-------- SUPPLIED MATERIAL

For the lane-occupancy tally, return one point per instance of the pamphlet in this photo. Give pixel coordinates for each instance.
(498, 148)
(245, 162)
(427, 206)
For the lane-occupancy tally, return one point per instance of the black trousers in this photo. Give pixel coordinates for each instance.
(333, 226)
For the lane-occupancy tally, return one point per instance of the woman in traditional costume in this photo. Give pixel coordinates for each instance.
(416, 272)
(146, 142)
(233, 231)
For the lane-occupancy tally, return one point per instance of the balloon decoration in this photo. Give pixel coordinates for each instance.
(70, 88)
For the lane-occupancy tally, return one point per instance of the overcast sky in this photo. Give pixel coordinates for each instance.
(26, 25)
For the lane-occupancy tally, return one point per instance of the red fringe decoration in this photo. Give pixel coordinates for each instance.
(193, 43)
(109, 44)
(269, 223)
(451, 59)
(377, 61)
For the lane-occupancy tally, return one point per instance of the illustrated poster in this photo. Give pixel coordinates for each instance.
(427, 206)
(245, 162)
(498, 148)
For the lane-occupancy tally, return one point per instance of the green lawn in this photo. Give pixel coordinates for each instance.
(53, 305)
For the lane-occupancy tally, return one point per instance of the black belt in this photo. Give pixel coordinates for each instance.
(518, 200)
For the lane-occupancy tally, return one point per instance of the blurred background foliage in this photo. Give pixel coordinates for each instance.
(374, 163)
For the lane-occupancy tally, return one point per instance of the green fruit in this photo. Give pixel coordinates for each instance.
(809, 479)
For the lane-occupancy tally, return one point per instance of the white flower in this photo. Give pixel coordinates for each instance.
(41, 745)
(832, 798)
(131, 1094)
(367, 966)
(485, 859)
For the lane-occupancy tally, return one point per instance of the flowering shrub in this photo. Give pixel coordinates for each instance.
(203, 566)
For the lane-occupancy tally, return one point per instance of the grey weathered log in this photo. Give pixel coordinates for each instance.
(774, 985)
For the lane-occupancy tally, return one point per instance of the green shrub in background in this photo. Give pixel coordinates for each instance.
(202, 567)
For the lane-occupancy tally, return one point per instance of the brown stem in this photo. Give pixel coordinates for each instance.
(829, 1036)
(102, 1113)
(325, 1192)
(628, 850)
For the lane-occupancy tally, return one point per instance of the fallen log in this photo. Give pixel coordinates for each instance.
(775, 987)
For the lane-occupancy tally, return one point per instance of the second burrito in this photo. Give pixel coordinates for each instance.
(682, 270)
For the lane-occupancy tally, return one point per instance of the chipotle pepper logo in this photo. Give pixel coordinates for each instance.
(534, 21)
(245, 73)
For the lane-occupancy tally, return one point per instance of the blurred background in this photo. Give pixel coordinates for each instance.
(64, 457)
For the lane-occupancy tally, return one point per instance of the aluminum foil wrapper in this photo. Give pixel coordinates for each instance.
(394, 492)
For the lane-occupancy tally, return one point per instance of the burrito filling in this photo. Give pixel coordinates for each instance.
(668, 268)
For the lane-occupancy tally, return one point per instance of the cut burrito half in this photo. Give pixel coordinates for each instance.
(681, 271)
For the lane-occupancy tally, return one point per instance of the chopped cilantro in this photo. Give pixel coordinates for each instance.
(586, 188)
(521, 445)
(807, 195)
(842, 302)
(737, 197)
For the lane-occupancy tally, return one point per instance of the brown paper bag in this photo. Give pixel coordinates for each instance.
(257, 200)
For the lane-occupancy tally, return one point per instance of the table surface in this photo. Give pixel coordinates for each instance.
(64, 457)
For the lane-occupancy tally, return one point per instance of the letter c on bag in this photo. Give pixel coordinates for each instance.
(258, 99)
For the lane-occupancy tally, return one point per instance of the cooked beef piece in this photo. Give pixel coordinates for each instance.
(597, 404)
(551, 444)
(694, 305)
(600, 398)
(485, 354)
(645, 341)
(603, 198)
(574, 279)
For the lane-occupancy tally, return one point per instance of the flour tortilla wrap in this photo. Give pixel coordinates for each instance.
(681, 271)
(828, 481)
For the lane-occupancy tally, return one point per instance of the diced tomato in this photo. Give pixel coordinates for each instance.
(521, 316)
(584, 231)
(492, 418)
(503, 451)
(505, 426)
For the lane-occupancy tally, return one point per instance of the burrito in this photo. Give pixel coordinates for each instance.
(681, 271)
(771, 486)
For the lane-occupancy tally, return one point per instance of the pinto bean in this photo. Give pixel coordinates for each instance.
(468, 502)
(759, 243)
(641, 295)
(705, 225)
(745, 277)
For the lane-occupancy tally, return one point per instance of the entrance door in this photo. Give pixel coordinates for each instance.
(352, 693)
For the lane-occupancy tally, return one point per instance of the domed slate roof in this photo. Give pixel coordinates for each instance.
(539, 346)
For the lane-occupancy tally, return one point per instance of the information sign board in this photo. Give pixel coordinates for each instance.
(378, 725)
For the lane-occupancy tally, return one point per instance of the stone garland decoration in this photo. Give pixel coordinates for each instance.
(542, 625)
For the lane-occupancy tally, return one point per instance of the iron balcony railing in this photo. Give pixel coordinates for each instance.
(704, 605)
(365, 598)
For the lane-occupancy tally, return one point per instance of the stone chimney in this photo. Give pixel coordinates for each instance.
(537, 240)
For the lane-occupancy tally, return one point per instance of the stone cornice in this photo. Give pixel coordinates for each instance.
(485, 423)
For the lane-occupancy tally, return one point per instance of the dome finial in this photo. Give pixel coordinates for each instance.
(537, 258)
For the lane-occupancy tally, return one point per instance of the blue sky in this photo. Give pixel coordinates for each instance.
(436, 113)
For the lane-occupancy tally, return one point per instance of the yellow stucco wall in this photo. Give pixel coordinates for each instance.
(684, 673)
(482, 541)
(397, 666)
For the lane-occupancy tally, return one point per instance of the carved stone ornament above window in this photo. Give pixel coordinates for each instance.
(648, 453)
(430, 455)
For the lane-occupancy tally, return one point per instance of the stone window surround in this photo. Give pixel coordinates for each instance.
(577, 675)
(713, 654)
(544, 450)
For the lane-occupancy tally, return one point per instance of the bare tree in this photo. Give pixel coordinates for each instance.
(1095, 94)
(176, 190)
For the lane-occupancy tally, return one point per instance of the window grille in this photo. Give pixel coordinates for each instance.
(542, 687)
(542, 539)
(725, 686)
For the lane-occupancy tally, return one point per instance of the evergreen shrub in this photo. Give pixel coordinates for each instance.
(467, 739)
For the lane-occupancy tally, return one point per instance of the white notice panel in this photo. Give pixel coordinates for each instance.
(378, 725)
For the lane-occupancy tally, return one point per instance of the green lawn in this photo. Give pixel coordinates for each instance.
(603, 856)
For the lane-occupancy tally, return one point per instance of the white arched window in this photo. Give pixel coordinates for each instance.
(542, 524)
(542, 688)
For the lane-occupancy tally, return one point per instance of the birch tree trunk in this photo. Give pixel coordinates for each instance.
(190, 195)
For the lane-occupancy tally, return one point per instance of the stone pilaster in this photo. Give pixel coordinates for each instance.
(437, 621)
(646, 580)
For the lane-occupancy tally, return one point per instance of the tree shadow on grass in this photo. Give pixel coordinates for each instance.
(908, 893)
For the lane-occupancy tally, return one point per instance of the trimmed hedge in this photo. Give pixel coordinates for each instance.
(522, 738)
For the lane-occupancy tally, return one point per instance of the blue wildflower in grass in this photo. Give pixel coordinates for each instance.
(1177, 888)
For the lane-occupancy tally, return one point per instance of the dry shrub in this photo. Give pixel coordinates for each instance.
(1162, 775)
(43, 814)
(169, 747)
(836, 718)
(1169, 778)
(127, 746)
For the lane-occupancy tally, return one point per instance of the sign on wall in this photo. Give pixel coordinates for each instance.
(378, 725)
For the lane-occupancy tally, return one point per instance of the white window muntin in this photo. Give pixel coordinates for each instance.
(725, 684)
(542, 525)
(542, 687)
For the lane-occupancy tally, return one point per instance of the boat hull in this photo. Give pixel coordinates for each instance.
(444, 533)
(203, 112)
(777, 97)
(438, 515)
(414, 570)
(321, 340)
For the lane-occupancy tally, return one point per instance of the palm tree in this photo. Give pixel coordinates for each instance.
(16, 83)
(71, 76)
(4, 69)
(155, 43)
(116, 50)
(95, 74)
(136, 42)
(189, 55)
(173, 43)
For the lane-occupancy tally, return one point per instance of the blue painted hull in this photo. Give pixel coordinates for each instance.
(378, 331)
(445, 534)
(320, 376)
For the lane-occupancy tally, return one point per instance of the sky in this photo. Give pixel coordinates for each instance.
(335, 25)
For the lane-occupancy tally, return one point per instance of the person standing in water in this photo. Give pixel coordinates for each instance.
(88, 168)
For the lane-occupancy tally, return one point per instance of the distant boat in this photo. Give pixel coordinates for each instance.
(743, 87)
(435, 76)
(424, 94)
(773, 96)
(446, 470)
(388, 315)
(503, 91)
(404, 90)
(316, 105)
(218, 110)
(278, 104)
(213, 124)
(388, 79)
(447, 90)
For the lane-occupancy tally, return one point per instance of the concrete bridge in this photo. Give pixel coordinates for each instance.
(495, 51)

----------------

The line containing "instance of the sky" and every line after it, through the end of the records, should be repeated exactly and alone.

RESPONSE TO THE TASK:
For the lane-occupancy tally, return one point per instance of the sky in this photo. Give pixel coordinates for each instance.
(335, 25)
For the lane-occupancy tally, return one point per instance of the person standing in water in this photo. Give pixel coordinates for each instance.
(88, 168)
For the lane-occupancy tally, return one point per instance of the distant boat in this photo. Give pixel coordinates for each instance.
(743, 87)
(435, 76)
(424, 94)
(773, 96)
(446, 470)
(388, 315)
(503, 91)
(404, 90)
(316, 105)
(218, 110)
(278, 104)
(213, 124)
(388, 79)
(447, 90)
For the lane-occupancy tally, return one point per instance of the concrete bridge in this photo. Give pixel coordinates for each instance.
(495, 51)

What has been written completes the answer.